__Stated task__: Reproduce, word for word, the part of the forum thread below on invisible game units that begins at the words "thanx it worked" and stops after "would be great.".
══ Document text ══
# [SOLVED] Company of Heroes Tales of Valor invisible units?



## coltsfan95jdh (Jan 19, 2010)

i recently installed company of heroes tales of valor on my HP G60 laptop and when i try to run the game all of the units are invisible and all of the buildings are invisible what should i do?


----------



## LtCarman (Oct 31, 2009)

*Re: Company of Heroes Tales of Valor invisible units?*

Hi and welcome to TSF, Coltsfan95jdh!

Could you please post your complete systems specs?


----------



## coltsfan95jdh (Jan 19, 2010)

*Re: Company of Heroes Tales of Valor invisible units?*

where do i find this with windows 7


----------



## Elvenleader3 (Jan 1, 2010)

*Re: Company of Heroes Tales of Valor invisible units?*

What is the model number of your laptop?


----------



## coltsfan95jdh (Jan 19, 2010)

*Re: Company of Heroes Tales of Valor invisible units?*

Hp g60-535dx


----------



## Elvenleader3 (Jan 1, 2010)

*Re: Company of Heroes Tales of Valor invisible units?*

http://reviews.cnet.com/laptops/hp-g60-535dx/4507-3121_7-33847512.html?tag=mncolBtm;rnav

Use this for his specs.

Try uninstalling the game using Revo Uninstaller found below in my signature.


----------



## coltsfan95jdh (Jan 19, 2010)

*Re: Company of Heroes Tales of Valor invisible units?*

i tried uninstalling it with revo and reinstalled it and it is the same. the units are still invisible. it wasnt like this the first time it was on my laptop


----------



## Elvenleader3 (Jan 1, 2010)

*Re: Company of Heroes Tales of Valor invisible units?*

Do you have the latest video card drivers?


----------



## coltsfan95jdh (Jan 19, 2010)

*Re: Company of Heroes Tales of Valor invisible units?*

im not sure. where do u recommend i get them from. this has never happend before


----------



## LtCarman (Oct 31, 2009)

*Re: Company of Heroes Tales of Valor invisible units?*



coltsfan95jdh said:


> im not sure. where do u recommend i get them from. this has never happend before


Depending on your graphics card manufacturer, you can get Nvidia drivers here or ATI drivers here.


----------



## Elvenleader3 (Jan 1, 2010)

*Re: Company of Heroes Tales of Valor invisible units?*

LtCarman, in the link I provided above it states his specs.(Friendly reminder =) )

Here are your drivers:

http://downloadcenter.intel.com/Detail_Desc.aspx?agr=Y&DwnldID=19131&lang=eng


----------



## coltsfan95jdh (Jan 19, 2010)

*Re: Company of Heroes Tales of Valor invisible units?*

thanx it worked


----------



## Elvenleader3 (Jan 1, 2010)

*Re: Company of Heroes Tales of Valor invisible units?*

Glad to see that you're game is in working condition. If you could mark this thread as Solved using the Thread Tools up top that would be great.


----------
═══
══ Recorded information ══
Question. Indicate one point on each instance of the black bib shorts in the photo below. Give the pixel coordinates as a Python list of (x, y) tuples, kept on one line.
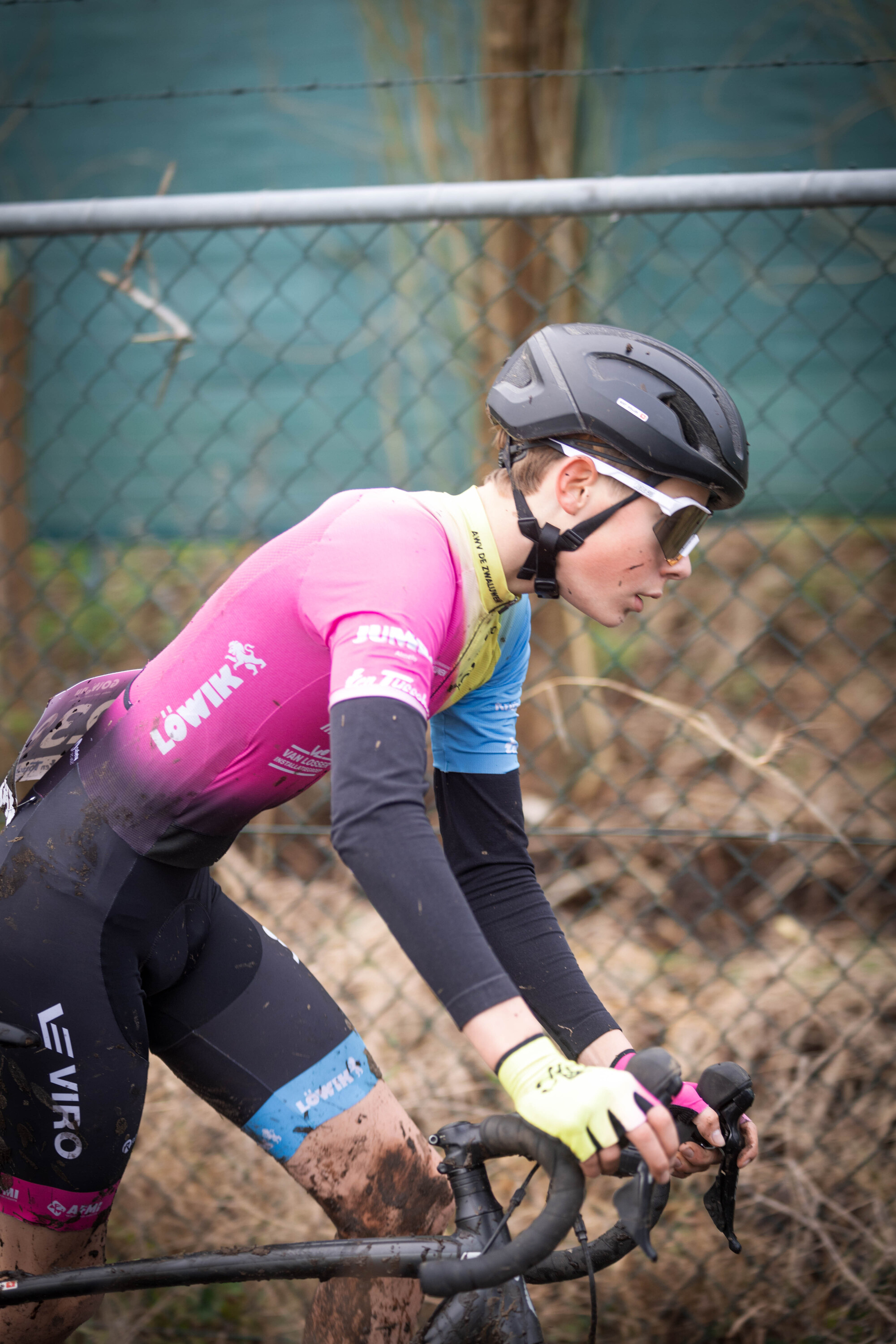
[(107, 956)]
═══
══ Recorded information ══
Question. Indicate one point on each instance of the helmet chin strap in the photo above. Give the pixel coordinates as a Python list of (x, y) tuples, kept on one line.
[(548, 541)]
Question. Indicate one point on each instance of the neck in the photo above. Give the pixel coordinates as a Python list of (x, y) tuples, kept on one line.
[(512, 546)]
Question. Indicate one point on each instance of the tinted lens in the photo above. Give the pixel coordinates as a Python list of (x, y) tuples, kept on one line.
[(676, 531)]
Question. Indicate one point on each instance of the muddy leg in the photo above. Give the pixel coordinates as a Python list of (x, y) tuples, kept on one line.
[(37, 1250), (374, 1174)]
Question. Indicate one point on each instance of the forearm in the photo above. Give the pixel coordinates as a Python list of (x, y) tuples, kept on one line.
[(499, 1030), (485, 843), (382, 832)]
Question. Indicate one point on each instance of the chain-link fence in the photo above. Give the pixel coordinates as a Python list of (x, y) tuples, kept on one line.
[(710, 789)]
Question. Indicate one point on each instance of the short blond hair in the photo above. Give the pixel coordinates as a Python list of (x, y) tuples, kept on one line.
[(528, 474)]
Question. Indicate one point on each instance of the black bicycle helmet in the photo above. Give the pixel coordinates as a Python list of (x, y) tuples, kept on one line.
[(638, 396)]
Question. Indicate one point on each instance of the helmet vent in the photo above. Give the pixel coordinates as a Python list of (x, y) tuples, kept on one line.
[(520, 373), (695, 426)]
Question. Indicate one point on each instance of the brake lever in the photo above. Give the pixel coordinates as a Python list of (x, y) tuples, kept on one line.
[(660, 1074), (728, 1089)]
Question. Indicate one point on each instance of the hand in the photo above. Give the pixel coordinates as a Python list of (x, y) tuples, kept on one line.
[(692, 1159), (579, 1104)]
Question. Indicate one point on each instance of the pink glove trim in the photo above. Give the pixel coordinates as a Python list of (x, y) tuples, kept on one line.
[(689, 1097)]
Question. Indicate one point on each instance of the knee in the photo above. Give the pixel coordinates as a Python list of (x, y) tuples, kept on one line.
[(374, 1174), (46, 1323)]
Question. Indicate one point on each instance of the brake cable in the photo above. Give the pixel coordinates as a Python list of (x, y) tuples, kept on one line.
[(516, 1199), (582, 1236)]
═══
__Result below__:
thanx it worked


----------



## Elvenleader3 (Jan 1, 2010)

*Re: Company of Heroes Tales of Valor invisible units?*

Glad to see that you're game is in working condition. If you could mark this thread as Solved using the Thread Tools up top that would be great.